(EXERCISE TASK) Please rewrite everything in the travel post from "She made me" down to "about the camera.", changing "trapeze" to "tightrope".

##### DOCUMENT SECTION

Thursday, August 5, 2010

Hiatus: Moments on the Cordillera

Machete

The bus to Ozogoche slowly filled with forest green, navy blue, and other dark colored felt hats, pink, green, and blue skirts and shalls, and tiny-little penny loafers worn with wool stockings. All adorned by dark, little-tiny Quecha's.

They have century old faces sketched with unknown years of herding sheep and grazing cattle, cultivating land and diverting streams. They don't concern themselves with modern inventions like Super Mario Bros.; they barely have electricity. Their concern is gas for cooking and whether or not they have a freshly slaughtered Cuy to feed the children. Oh, and sugarcane liquor.

It was decided a few days before that Marta and I would take a romantic excursion to the southern highlands. We visited the beautful colonial city of Cuenca, where there is no hiding romance. From the pansies that grow in the square to the rose petals that fall to the floor of the mercado de flores, romance is around every bend. There weren´t even bums.

After Cuenca, we went to Alausi and found out about the Lagunas de Ozogoche. The next day, there we were on the bus to Ozogoche, waiting as it filled with Quechas.

We were supposed to leave at one. It was approaching two-thirty when the bus made its first spurt of diesel exhaust into the soft mountain afternoon.

It didn't take long for Marta to pull out her Canon. She beamed with excitement.

"This is amaazing," she said referring to the ratio of Quechua to gringo.

She made me switch seats with her, so that she sat on the aisle closer to conversation with the indigenous. She didn't sit long. Within minutes, the entire Quechua population on the bus stared at Marta and smiled as she worked her way up and down the aisle asking about their families and their lives. She told them about Spain. They watched her like she was flying on a trapeze in Cirque de Soleil. She asked them questions, flirting, using her giddy laugh and perfect western smile. She gave away pictures of herself,showing them her family and friends, all to make the indigenous feel more comfortable about the camera.

It was a well-choreographed act she had used before, and when the trust of the indigenous was gained, she curtly asked to take a picture.

The Quechua are much different than your average seventeen year old American girl who lives for taking countless self-portraits to post on facebook. Quechua's don't trust the camera. I think the camera has exploited them one to many times, from the billboards in Quito to the Ecuadorian travel magazines where their likeness appears quite often. They are right not to trust the outside. Although my knowledge is finite, the Quechua's, in comparison with other local cultures I hav seen, have guarded their culture quite well, especially in the Nacional Parque Sangay in a high Andean village where we stayed and experienced it first hand. Many spoke only Quechua and a little poor Spanish (right at my level).

##########
##### DATA PROVIDED

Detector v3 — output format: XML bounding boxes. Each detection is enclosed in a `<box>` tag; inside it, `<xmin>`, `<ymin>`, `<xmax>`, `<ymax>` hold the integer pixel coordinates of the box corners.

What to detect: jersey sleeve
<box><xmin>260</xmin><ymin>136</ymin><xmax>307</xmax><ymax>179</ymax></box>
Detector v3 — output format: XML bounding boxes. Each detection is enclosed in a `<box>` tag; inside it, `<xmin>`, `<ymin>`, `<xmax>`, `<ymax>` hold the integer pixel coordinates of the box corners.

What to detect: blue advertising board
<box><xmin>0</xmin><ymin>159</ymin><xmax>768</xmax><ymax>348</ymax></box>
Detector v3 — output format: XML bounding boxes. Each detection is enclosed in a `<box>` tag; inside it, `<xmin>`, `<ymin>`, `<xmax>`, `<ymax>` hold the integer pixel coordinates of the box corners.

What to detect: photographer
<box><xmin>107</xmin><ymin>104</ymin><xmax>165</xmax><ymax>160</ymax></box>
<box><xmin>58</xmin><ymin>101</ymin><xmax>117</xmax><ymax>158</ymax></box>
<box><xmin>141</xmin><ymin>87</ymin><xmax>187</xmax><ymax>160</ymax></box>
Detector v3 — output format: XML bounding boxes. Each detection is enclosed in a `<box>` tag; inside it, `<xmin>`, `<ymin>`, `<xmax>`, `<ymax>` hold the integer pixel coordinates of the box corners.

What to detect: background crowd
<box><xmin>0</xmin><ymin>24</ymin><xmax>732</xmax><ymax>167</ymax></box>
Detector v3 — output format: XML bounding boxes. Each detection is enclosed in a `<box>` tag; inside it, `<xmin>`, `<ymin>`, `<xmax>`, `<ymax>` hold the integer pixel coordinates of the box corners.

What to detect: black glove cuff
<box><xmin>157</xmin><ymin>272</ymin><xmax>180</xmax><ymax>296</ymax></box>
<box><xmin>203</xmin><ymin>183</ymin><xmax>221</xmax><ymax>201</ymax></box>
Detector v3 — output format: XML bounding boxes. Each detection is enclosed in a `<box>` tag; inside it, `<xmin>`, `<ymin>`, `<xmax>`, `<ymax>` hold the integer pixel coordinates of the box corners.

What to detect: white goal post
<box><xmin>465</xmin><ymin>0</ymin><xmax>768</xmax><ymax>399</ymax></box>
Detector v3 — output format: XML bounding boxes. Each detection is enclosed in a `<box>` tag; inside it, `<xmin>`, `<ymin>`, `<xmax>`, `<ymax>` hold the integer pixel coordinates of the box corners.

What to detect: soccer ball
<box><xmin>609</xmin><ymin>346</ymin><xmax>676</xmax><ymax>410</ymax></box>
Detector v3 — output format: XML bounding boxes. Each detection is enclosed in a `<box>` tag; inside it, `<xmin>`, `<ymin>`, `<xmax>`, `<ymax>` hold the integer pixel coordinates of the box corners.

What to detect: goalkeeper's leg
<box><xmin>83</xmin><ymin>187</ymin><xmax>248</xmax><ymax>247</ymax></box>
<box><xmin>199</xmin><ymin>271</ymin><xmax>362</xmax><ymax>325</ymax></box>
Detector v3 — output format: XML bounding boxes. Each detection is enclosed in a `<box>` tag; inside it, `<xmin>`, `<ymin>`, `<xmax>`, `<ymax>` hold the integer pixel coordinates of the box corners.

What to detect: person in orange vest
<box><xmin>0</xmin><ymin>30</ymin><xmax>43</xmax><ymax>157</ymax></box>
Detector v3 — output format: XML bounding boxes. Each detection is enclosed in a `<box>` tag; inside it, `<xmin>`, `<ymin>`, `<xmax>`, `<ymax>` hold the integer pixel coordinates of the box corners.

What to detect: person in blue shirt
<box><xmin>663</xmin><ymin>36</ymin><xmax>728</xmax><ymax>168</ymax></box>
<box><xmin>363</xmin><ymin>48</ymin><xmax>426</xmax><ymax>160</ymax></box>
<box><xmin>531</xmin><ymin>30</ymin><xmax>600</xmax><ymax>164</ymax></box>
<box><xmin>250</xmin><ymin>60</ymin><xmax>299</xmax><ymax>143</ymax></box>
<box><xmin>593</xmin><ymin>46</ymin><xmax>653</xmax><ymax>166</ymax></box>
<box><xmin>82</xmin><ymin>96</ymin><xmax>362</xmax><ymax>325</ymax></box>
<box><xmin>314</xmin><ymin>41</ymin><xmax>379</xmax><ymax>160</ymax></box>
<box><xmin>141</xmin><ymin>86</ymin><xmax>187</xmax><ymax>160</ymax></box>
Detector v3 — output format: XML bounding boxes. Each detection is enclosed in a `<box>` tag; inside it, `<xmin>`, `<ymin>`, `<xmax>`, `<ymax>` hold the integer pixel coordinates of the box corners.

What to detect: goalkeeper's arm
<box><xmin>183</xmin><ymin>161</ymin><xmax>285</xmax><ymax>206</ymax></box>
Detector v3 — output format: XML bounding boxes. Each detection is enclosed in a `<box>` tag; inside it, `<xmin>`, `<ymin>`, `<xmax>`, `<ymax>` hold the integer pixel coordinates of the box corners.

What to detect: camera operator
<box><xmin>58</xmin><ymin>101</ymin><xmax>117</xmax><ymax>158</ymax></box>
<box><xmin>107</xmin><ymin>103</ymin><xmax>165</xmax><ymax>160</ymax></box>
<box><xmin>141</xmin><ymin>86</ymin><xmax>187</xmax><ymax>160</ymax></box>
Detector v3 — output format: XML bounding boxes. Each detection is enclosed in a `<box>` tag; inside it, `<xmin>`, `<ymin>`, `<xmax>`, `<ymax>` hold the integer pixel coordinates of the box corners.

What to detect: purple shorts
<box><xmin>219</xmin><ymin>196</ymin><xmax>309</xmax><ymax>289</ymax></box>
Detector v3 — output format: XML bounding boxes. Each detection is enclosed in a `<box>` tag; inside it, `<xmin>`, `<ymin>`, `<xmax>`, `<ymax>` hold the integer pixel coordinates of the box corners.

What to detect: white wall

##########

(OUTPUT OF THE EXERCISE)
She made me switch seats with her, so that she sat on the aisle closer to conversation with the indigenous. She didn't sit long. Within minutes, the entire Quechua population on the bus stared at Marta and smiled as she worked her way up and down the aisle asking about their families and their lives. She told them about Spain. They watched her like she was flying on a tightrope in Cirque de Soleil. She asked them questions, flirting, using her giddy laugh and perfect western smile. She gave away pictures of herself,showing them her family and friends, all to make the indigenous feel more comfortable about the camera.